**** TEXTE DE LECTURE ****

Beauté fatale : Quand tourner autour du pot devient un passe-droit pour s’en faire tirer en arrière d’la tête

Que je sois bien claire : ma volonté intrinsèque à travers ce texte n’est pas de faire la critique ni l’éloge de Léa Clermont-Dion ou de son tout récent documentaire Beauté Fatale. Il existe à ce sujet déjà bien des têtes qui se sont donné le droit de le faire, et je me dis que je ne serais peut-être pas la meilleure pour m’élever au-dessus et de faire ma grande moralisatrice vide. Parce que des fois j’écris des textes wannabe poétiques, pis des fois j’écris sur l’excellent rapport qualité-prix des 5@8 de l’Université de Sherbrooke. Ça qui fait qu’au final, je ne me garantis pas nécessairement d’une écriture digne d’une jeune femme impliquée politiquement en partageant mes cafés lattés avec la moitié de la colonie artistique, et n’ai ni la crédibilité qui vient avec.

**** CONTENU DES DONNÉES ****

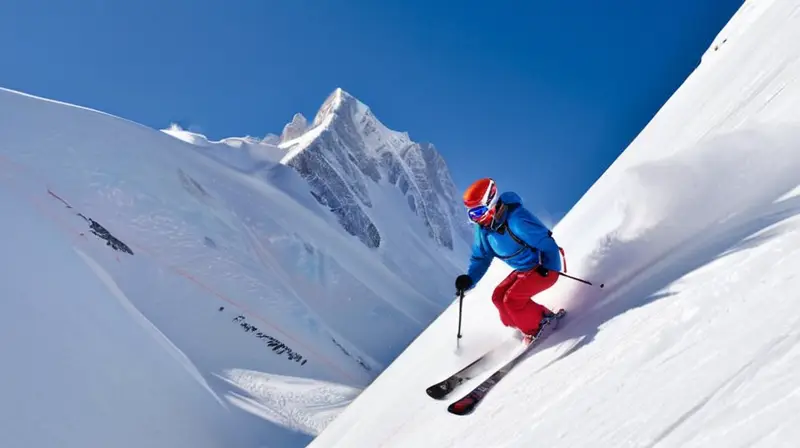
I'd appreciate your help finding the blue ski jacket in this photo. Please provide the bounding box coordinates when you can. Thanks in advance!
[467,191,561,287]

****

ÉNONCÉ DU PROBLÈME A: Reformulez plus brièvement le paragraphe du texte sur Beauté fatale qui commence par « Que je sois bien claire », en conservant ses faits essentiels.
ÉNONCÉ DU PROBLÈME B: Prolongez le texte sur Beauté fatale au-delà de sa dernière phrase.

RÉSULTAT OBTENU A: Je précise que ce texte ne cherche ni à critiquer ni à louer Léa Clermont-Dion ou son récent documentaire Beauté fatale. Beaucoup s'en sont déjà chargés, et je ne suis sans doute pas la mieux placée pour jouer les moralisatrices : j'écris tantôt des textes qui se veulent poétiques, tantôt sur l'excellent rapport qualité-prix des 5@8 de l'Université de Sherbrooke. Je ne prétends donc ni à l'écriture d'une jeune femme engagée politiquement qui partage ses cafés lattés avec la moitié de la colonie artistique, ni à la crédibilité qui l'accompagne.

RÉSULTAT OBTENU B:
Cela dit.

Je partage le débat d’idées qui s’instaure au travers la tribune que cette jeune femme offre en présentant son film. Je suis même ravie de voir que ça soulève des passions. Depuis la grève étudiante de 2012, on dirait que rien d’assez fort n’avait donné le goût aux gens de tapocher su’ des chaudrons. Je ne pense pas que Beauté Fatale devienne sujet à un phénomène de société; reste que le fait que les multiples tranches du gros pain de générations québécoises commençait à faire dur niveau fraîcheur et que nos vieux débats deviennent une vieille croûte avec des spots bleus. Ça fait du bien de voir qu’on affiche nos couleurs et que la diffusion n’ait pas passé dans le beurre.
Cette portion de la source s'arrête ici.